### How to complete this task
Wherever a picture appears, leave it out; set down everything else in the records exactly.

### Data to examine
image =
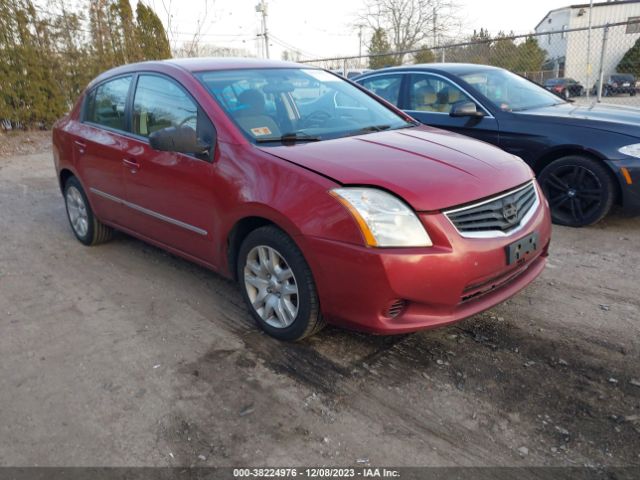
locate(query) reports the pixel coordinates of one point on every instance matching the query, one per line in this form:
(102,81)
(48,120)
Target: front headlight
(631,150)
(385,220)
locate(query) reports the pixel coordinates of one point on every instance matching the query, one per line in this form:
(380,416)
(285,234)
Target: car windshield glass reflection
(509,92)
(297,105)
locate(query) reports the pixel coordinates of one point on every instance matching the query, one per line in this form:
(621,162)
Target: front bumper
(629,192)
(456,278)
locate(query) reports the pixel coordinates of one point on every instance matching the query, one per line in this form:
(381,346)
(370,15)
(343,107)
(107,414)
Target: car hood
(431,169)
(614,118)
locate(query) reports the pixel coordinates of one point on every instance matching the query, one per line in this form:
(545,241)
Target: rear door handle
(81,145)
(132,165)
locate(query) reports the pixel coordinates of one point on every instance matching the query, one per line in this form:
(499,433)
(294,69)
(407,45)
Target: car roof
(453,68)
(200,64)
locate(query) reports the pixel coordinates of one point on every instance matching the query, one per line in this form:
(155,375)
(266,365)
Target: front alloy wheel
(580,190)
(277,285)
(87,228)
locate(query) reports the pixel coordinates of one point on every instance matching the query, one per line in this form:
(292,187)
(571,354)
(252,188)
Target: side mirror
(465,109)
(181,139)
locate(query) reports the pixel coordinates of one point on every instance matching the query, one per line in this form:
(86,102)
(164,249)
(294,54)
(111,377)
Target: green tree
(630,62)
(379,45)
(424,55)
(151,35)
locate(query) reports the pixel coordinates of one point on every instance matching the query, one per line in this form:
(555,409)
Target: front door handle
(132,165)
(81,145)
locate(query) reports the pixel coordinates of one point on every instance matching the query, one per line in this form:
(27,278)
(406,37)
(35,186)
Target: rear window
(622,78)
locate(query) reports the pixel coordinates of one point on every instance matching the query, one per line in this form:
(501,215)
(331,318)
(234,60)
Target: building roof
(586,5)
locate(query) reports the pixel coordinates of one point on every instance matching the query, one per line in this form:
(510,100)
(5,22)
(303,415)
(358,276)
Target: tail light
(395,308)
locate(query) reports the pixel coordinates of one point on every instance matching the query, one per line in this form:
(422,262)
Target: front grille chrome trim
(498,233)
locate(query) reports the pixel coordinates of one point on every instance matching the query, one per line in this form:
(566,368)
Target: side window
(385,86)
(106,103)
(428,93)
(160,103)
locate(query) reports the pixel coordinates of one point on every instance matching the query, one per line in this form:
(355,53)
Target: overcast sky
(323,28)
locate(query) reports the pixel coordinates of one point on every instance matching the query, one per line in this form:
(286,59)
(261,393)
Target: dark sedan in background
(586,158)
(617,84)
(565,87)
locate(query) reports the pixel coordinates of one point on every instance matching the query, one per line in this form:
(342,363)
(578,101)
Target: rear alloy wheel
(86,227)
(580,190)
(278,286)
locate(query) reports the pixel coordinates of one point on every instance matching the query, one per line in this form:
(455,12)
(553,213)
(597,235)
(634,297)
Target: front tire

### Finished exercise
image =
locate(query) reports the pixel coordinates of one point on every instance matching the query, one per line in this form:
(102,81)
(48,120)
Target: front headlight
(631,150)
(385,220)
locate(query) reports the pixel coordinates of one point on every instance matching the query, one per line in this form:
(380,416)
(285,234)
Target: car windshield glass reflection
(509,92)
(297,105)
locate(query) reports the pixel coordinates of one point on every instance matching the query, one per line in this form:
(621,162)
Target: front bumper
(629,192)
(456,278)
locate(query) reports the pixel coordinates of one point on every instance matching the query, one per line in this form:
(381,346)
(370,15)
(343,107)
(107,414)
Target: car hood
(431,169)
(614,118)
locate(query) reports the pixel coordinates of one point on every instance matching the query, one per line in this form:
(545,241)
Target: rear door handle
(81,145)
(132,165)
locate(query) reports the pixel coordinates of one point on every instance matching the query, one per line in this form:
(499,433)
(294,69)
(407,45)
Target: car roof
(453,68)
(200,64)
locate(query) reports the pixel coordinates of one point on every instance matching the query, one per line in this form:
(155,375)
(266,365)
Target: front alloy wheel
(580,190)
(277,285)
(87,228)
locate(query) reports the pixel coordinates of one point on every instance matching the query, one per line in this form:
(292,187)
(571,354)
(252,188)
Target: side mirror
(465,109)
(181,139)
locate(query) reports the pixel coordinates of one point on every instance matching the query, one per line in this form:
(86,102)
(164,249)
(294,54)
(111,377)
Target: green tree
(630,62)
(379,45)
(424,55)
(151,35)
locate(query) reports the pixel coordinates of one point on every instance matching the query, one per line in this form:
(555,409)
Target: front door handle
(132,165)
(81,145)
locate(query) reports the pixel coordinates of one point on every instance matching the query, one per line in this form:
(27,278)
(406,37)
(35,186)
Target: rear window
(622,78)
locate(query) reports the pixel coordinates of one point on every instance matching the query, one per line in this form:
(501,215)
(331,318)
(234,60)
Target: building roof
(586,5)
locate(query) reports the pixel coordinates of one point on every instance matching the query, one per line in this form:
(510,100)
(5,22)
(303,415)
(358,276)
Target: tail light
(395,308)
locate(query) reports the pixel coordinates of one point on every instance matching the query, one per line in this form:
(422,262)
Target: front grille chrome trim
(498,233)
locate(query) reports the pixel coordinates of one point on every instance matching the query, one per line in this form:
(566,368)
Target: side window
(385,86)
(106,103)
(428,93)
(160,103)
locate(query) reports the pixel coordinates of one point on every instance matching the query, one per line in this form:
(355,53)
Target: overcast sky
(323,28)
locate(query) reports the pixel coordinates of one point on every instance matching the query, one per line in this form:
(286,59)
(261,393)
Target: dark sedan in background
(586,158)
(617,84)
(565,87)
locate(query) reports the pixel coordinates of one point on every instance matching the query, one per line in this form:
(342,363)
(578,101)
Target: rear alloy wheel
(86,227)
(580,190)
(278,286)
locate(query) reports the pixel coordinates of one point on every instance matching the query, one per line in this form:
(455,12)
(553,213)
(597,235)
(634,297)
Target: front tire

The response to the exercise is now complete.